[Shape labeling records]

-=-=-=-=-

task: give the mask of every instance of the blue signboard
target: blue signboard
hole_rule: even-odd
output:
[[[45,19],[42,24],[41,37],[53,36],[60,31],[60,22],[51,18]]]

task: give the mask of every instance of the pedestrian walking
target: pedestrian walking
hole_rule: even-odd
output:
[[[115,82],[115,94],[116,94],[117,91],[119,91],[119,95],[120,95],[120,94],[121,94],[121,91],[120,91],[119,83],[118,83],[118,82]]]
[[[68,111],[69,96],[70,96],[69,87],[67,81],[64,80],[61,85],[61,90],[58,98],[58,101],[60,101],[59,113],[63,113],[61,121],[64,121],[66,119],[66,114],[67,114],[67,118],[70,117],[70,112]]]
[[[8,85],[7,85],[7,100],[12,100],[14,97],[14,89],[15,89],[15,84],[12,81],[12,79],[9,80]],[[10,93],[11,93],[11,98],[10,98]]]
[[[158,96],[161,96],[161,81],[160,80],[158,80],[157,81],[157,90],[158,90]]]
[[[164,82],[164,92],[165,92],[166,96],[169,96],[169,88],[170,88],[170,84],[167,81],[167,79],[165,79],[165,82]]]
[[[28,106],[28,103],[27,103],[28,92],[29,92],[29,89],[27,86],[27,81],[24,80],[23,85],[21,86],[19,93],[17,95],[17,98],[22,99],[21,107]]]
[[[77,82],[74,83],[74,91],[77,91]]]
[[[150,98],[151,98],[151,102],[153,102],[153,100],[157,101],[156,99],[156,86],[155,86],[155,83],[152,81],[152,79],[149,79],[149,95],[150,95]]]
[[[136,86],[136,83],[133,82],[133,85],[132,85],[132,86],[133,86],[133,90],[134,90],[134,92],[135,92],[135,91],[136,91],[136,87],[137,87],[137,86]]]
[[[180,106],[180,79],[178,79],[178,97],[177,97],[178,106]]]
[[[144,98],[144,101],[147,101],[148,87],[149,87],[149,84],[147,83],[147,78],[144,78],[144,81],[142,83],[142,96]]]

-=-=-=-=-

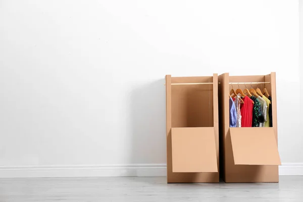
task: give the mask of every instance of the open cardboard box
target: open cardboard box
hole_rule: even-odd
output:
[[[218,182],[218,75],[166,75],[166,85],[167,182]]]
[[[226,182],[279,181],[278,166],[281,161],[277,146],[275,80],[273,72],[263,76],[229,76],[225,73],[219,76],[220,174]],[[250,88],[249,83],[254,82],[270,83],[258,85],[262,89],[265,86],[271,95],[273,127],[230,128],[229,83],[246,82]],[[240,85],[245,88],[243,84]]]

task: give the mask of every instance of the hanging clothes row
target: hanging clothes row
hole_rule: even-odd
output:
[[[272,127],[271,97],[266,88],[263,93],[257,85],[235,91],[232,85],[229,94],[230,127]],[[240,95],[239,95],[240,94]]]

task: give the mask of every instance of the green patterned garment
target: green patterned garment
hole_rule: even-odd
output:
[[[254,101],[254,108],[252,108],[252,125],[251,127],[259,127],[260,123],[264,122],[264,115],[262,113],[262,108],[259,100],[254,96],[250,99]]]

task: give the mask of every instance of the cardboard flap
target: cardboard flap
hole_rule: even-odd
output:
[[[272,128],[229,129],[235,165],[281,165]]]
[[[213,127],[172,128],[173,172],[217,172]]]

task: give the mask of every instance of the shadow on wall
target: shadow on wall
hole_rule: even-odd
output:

-=-=-=-=-

EXERCISE PROMPT |
Begin at the line in the records that has "task: give the mask of every instance of the blue" and stop after the line that has "[[[45,19],[42,24],[41,37],[53,36],[60,31],[60,22],[51,18]]]". Turn those lines into a numbered list, leaving out any blank lines.

WRITTEN SOLUTION |
1. task: give the mask of every instance of the blue signboard
2. target: blue signboard
3. hole_rule: even-odd
4. output:
5. [[[45,19],[42,24],[41,37],[53,36],[60,31],[60,22],[51,18]]]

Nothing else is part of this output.